• PASSAGE PROVIDED:
As of 2011, the Florida Supreme Court has stated that a driver’s license cannot be suspended because of the refusal to take a breath test if you were pulled over unlawfully. However, proving that an officer did not have probable cause can be difficult, and it is important to seek the help of a criminal defense attorney to guide you through this process.
What Should I Do if I Refuse a Breath Test?
Don’t panic. We at The Law Place can help you even if you have already refused a breathalyzer test. The first thing to do after refusing a breathalyzer test is to contact a lawyer immediately. Being arrested for DUI can have unwanted consequences, and trying to combat this alone with no legal experience is not recommended. Our DUI defense team can help to squash the charges against you.
It is important to note that with a DUI, you only have 10 days to apply for a hearing in court to prove your innocence. After that, you will give up any right you had to challenge the charges made against you. If you are arrested for DUI, then a lawyer can try to help you get your driver’s license reinstated during the hearing process, but it will only allow you to make journeys for necessary trips to school, work, or somewhere for medical reasons.
Appearing in court is an integral part of your case. It gives your defense attorney the chance to question any witnesses and the arresting officer. A defense attorney will make sure that the officer who arrested you had cause to do so and that the breath test equipment that was used on you (if you did take the test) was working correctly.
Sometimes the equipment used to take the test can be inaccurate. The machine cannot differentiate between the amount of alcohol content left in the mouth and the alcohol content of the lungs. This means alcohol left in the mouth can result in a higher BAC reading. It may also be the case that the Florida officer who arrested you did not clearly state the consequences of refusing a breath test or purposefully mislead you.
You don’t have much time, so if you have been given a DUI or declined a breath, blood, or urine test and don’t know how to apply for a hearing, then speak to one of our DUI defense attorneys. We will work hard to prove your innocence and make sure your rights were not violated.
What’s Worse a DUI Charge or a Reckless Driving Charge?
A St. Petersburg DUI is, in general, considered worse than a reckless driving charge. This is because alcohol and controlled substance abuse can impair your functions and cloud your judgment when driving on the road, even when you don’t intend to do harm.
An attorney may try to get your charges reduced to a reckless driving charge. Although there are still penalties for this, they are considered less severe than DUI charges.

• WHAT YOU WILL DO: According to the passage on refusing a breath test, how many days do you have to apply for a hearing after a DUI? You can skip the records that follow this point; you won't need them.

• INFORMATION:
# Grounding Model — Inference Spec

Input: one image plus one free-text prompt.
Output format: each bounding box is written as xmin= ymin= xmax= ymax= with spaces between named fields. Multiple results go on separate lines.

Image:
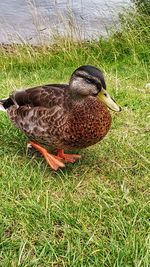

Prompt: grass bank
xmin=0 ymin=6 xmax=150 ymax=267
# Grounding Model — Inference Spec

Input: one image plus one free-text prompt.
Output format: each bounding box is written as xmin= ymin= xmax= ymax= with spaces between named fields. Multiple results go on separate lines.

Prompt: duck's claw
xmin=28 ymin=141 xmax=65 ymax=171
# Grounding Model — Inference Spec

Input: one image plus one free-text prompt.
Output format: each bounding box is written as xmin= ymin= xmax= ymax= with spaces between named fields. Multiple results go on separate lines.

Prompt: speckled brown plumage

• RESULT: 10 days.